__Aim__. Copy the stretch of the listing from its start through the line containing "(156, 976), (201, 1344)", including the request lines, and multiply every bounding-box coordinate in the answers by 0.25, rounding to whole numbers with halves rounded up. Leave the requests and their format samples unchanged.

++++++++++++++++++++

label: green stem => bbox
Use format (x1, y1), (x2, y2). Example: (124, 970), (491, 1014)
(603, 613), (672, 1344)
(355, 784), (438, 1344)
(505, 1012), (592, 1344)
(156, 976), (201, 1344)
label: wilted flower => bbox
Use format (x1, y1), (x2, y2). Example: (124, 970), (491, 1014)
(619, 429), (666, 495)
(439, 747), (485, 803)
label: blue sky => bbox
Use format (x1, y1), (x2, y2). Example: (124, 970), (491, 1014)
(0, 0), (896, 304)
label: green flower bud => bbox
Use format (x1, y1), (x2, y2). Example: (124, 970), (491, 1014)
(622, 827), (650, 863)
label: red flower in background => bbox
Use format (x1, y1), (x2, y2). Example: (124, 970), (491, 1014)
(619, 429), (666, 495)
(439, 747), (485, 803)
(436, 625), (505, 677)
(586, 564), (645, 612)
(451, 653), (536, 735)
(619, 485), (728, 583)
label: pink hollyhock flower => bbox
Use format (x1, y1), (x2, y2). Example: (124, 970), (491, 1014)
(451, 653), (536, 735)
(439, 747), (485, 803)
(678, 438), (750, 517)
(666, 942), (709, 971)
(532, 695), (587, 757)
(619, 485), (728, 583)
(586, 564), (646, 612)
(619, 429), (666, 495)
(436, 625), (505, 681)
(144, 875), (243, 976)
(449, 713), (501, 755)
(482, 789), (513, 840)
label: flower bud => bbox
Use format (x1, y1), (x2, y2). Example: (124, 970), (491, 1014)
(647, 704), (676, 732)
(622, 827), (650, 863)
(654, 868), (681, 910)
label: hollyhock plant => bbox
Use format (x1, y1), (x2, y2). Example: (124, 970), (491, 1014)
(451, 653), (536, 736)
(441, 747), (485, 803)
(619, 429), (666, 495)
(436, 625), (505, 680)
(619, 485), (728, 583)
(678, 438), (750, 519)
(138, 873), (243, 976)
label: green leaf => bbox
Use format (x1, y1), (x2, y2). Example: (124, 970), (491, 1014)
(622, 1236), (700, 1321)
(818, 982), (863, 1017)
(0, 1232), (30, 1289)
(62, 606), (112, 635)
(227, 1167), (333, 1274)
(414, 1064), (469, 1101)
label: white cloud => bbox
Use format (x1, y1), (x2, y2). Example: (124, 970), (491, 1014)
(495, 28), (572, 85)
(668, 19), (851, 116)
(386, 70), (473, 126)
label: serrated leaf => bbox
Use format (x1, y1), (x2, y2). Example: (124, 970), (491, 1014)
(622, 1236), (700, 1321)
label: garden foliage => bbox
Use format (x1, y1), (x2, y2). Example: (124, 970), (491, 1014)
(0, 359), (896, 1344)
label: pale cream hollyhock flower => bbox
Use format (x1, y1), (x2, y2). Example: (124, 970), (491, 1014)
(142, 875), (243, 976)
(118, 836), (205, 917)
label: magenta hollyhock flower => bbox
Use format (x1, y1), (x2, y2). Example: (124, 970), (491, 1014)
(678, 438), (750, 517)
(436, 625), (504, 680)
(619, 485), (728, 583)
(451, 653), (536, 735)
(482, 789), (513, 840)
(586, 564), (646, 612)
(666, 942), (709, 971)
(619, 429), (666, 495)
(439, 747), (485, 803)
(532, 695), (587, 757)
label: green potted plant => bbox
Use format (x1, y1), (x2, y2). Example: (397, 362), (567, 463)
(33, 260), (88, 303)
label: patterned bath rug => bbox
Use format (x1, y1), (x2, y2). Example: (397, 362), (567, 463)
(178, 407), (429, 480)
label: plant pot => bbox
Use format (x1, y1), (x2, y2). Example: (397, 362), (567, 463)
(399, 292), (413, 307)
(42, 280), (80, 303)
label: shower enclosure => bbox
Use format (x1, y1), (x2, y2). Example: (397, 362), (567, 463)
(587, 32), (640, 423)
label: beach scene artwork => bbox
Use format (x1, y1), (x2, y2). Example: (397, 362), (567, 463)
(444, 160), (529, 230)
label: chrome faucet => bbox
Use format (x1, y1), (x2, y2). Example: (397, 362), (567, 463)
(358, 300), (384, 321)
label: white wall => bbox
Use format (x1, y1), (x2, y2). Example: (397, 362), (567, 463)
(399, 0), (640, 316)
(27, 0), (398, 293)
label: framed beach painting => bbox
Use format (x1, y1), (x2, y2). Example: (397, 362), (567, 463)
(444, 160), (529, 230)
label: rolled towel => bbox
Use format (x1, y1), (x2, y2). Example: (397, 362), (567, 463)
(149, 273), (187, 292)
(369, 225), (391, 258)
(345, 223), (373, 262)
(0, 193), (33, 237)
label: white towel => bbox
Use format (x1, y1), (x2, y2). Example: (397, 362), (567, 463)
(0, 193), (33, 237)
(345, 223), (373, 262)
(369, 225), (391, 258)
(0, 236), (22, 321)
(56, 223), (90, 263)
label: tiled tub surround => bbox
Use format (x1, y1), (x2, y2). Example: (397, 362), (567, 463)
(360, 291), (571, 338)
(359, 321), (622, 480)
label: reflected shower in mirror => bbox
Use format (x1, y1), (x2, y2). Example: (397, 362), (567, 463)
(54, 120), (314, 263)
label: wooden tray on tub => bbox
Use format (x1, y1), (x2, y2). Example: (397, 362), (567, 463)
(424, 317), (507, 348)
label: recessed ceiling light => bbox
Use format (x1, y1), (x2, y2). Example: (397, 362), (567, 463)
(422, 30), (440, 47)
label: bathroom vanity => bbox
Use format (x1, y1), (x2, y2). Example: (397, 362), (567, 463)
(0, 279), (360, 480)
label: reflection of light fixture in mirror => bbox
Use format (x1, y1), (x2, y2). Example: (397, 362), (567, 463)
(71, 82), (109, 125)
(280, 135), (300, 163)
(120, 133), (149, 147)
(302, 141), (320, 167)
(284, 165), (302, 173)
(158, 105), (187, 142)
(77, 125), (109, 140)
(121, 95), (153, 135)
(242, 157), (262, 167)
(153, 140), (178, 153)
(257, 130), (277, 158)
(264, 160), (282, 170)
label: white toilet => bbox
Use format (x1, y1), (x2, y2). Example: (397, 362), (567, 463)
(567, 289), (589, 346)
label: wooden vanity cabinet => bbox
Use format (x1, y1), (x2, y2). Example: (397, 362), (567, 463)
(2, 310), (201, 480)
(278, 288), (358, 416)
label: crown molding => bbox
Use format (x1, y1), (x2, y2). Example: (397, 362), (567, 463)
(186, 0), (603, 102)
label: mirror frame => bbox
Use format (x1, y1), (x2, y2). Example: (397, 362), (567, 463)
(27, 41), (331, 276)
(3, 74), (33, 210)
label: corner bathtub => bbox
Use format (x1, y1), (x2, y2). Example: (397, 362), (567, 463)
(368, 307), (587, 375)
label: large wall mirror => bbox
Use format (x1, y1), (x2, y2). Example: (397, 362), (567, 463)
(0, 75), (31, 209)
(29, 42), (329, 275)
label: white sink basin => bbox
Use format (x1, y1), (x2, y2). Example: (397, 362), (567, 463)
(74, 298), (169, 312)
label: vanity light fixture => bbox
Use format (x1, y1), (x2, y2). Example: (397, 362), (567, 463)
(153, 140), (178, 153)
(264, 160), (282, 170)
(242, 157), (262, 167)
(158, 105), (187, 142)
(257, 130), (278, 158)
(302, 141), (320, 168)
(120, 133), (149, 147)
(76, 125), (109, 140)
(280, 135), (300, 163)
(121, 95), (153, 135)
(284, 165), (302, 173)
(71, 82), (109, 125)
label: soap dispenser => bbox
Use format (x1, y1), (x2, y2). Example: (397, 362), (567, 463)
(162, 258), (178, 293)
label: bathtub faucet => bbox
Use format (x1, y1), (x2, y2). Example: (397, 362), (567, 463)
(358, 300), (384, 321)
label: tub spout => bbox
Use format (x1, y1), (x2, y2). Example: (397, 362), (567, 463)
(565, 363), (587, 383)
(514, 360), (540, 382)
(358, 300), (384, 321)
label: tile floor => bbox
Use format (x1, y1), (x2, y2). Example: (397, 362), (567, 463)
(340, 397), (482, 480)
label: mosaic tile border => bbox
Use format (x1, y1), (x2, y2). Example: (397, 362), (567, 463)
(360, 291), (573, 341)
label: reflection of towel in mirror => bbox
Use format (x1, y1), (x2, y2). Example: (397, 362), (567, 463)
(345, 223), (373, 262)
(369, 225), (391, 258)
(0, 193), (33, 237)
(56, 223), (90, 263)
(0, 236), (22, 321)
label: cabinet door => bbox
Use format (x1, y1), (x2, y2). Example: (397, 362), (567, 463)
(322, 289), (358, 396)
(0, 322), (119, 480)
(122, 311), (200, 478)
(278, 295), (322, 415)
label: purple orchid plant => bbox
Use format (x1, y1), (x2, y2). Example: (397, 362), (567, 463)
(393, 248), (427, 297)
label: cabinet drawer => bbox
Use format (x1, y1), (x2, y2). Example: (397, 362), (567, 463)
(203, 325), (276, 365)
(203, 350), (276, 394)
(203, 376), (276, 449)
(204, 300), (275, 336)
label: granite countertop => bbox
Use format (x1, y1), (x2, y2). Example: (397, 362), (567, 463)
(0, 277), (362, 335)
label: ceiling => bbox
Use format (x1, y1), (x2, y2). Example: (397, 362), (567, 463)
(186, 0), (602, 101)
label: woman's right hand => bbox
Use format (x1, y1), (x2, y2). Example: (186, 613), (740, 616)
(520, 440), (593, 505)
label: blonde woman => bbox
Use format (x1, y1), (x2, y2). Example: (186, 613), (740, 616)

++++++++++++++++++++

__Final result__.
label: green stem => bbox
Use format (x1, y1), (x2, y2). Example: (124, 970), (491, 1014)
(151, 153), (168, 336)
(89, 196), (110, 336)
(126, 253), (148, 336)
(39, 244), (50, 336)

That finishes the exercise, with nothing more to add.